# Problem description
Locate every line in the items below that contains the string "wrapping", and copy each of those lines.

++++ Data for processing

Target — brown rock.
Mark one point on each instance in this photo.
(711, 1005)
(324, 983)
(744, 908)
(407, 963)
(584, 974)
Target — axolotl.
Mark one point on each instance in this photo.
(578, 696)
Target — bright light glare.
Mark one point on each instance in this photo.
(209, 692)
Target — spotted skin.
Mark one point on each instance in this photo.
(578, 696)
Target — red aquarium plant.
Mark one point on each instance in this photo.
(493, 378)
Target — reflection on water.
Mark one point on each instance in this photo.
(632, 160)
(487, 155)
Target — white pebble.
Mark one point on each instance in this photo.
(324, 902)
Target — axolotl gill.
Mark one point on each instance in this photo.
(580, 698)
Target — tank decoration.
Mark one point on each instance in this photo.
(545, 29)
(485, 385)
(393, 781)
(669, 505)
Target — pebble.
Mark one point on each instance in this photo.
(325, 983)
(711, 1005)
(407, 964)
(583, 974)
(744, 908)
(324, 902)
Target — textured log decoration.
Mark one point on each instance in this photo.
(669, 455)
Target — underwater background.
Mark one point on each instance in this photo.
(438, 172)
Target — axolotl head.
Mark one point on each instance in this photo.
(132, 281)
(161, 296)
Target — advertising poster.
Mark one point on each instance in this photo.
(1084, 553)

++++++++
++++ Data for processing

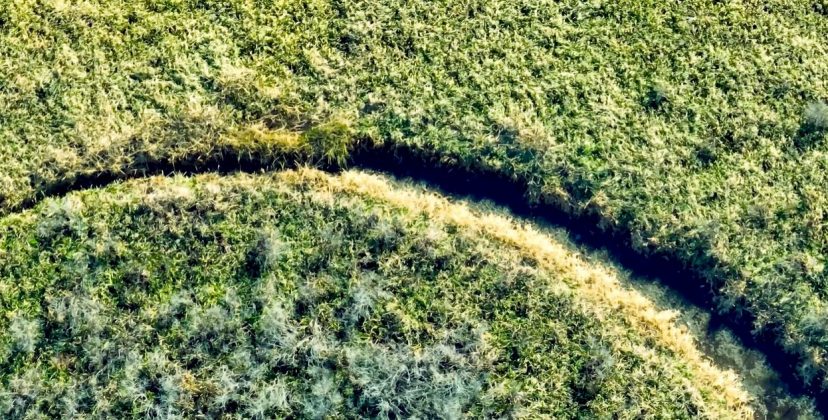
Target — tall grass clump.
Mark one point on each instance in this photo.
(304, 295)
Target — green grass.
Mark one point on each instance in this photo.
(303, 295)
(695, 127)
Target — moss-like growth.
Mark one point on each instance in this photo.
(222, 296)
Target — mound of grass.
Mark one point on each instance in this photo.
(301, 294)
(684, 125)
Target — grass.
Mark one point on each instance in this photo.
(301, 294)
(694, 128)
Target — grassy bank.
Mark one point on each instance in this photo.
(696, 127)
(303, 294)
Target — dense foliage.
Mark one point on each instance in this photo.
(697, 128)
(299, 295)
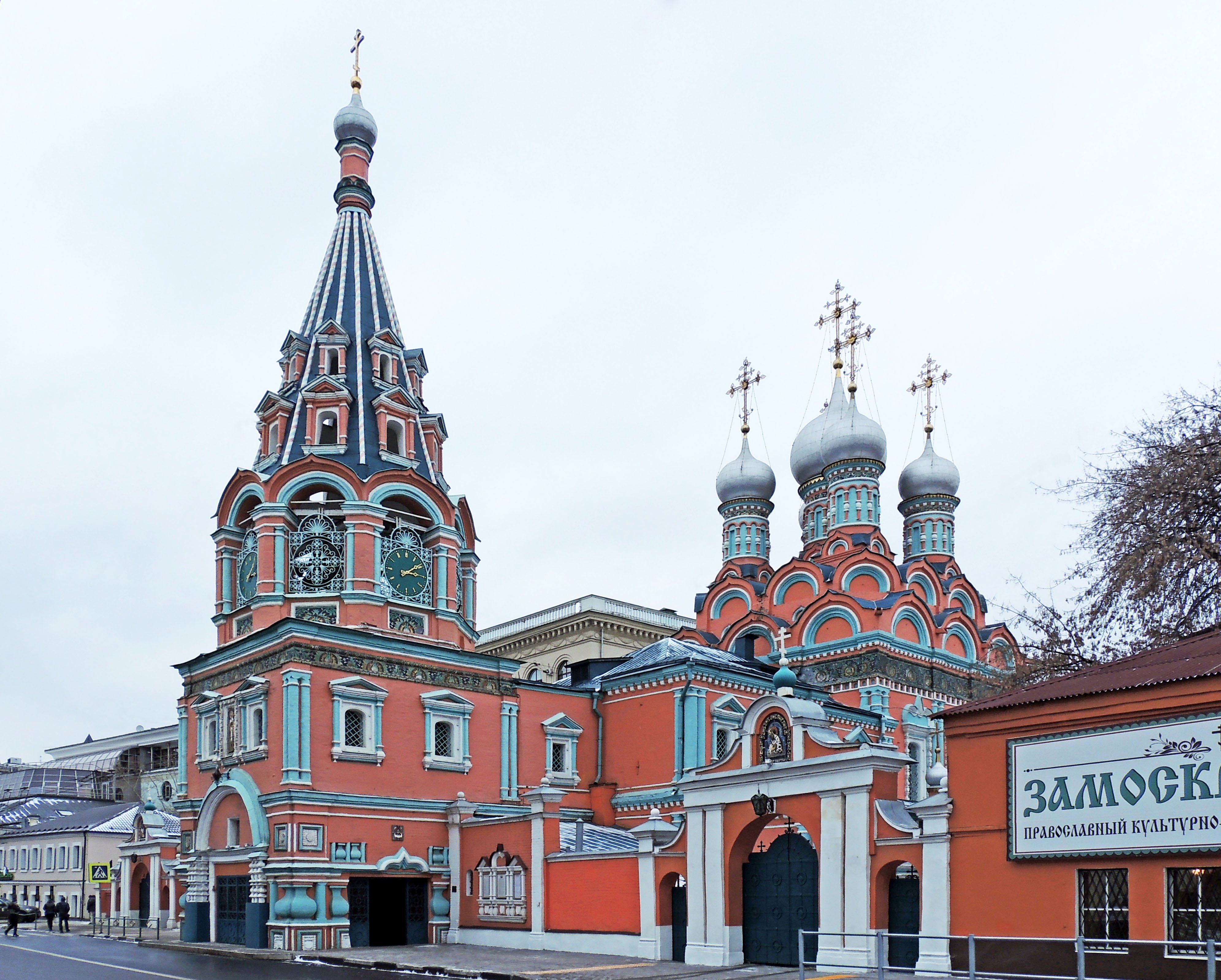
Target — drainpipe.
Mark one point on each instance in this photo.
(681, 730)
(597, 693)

++++++++
++++ Data for processing

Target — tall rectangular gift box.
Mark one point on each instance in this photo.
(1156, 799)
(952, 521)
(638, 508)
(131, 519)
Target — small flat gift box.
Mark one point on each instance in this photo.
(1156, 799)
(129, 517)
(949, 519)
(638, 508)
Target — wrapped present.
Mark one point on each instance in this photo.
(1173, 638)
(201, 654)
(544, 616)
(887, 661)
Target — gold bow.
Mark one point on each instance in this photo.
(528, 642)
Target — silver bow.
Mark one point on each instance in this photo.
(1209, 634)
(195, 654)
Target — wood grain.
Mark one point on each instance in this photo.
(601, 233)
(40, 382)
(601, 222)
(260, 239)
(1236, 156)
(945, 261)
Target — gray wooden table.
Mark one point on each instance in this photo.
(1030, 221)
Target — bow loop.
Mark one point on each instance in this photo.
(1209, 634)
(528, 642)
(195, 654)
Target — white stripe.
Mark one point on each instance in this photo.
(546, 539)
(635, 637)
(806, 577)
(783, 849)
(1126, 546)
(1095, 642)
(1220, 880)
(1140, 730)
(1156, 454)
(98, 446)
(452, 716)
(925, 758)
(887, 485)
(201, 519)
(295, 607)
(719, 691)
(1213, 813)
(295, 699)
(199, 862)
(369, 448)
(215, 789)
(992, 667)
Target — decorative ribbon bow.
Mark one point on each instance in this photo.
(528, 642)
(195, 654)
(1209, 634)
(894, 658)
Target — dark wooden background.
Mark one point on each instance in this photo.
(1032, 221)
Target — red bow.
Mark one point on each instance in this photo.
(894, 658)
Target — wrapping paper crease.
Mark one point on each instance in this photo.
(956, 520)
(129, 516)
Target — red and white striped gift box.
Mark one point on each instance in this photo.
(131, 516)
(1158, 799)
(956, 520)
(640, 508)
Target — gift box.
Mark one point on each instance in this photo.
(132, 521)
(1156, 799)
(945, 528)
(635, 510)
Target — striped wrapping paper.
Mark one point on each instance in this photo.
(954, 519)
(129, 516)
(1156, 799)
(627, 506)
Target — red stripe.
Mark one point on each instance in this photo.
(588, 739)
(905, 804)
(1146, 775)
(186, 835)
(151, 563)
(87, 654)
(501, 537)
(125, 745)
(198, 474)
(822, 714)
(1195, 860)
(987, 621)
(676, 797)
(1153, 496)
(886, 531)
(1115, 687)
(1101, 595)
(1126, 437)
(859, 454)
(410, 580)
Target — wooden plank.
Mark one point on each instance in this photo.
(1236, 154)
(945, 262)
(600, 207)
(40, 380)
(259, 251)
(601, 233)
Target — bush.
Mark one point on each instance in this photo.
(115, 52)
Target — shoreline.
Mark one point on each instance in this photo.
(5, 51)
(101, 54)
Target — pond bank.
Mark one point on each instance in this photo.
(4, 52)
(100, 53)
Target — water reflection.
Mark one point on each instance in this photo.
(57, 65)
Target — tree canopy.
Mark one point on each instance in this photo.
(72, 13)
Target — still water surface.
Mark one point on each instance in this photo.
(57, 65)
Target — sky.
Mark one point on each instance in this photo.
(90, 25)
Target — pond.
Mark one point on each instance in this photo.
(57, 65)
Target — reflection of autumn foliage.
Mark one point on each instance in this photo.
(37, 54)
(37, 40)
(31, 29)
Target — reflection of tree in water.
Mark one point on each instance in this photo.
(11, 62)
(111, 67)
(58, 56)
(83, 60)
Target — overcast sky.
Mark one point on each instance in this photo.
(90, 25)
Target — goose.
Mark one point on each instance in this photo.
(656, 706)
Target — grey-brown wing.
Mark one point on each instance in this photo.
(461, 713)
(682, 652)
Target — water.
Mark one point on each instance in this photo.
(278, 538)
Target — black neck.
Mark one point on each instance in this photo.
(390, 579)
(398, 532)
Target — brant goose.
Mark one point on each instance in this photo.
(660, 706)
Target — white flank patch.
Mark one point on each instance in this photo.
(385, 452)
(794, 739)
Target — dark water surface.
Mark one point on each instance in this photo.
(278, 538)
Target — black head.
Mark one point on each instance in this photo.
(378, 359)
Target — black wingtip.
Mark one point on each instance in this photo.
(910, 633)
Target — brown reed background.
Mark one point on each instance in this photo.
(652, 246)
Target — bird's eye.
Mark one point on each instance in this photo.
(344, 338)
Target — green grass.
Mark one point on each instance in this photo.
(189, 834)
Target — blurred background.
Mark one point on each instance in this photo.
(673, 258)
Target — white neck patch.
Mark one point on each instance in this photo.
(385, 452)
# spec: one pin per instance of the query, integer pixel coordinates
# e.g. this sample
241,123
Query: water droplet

++++++++

# Task response
Target — wrapping paper crease.
Target — striped wrapping paper.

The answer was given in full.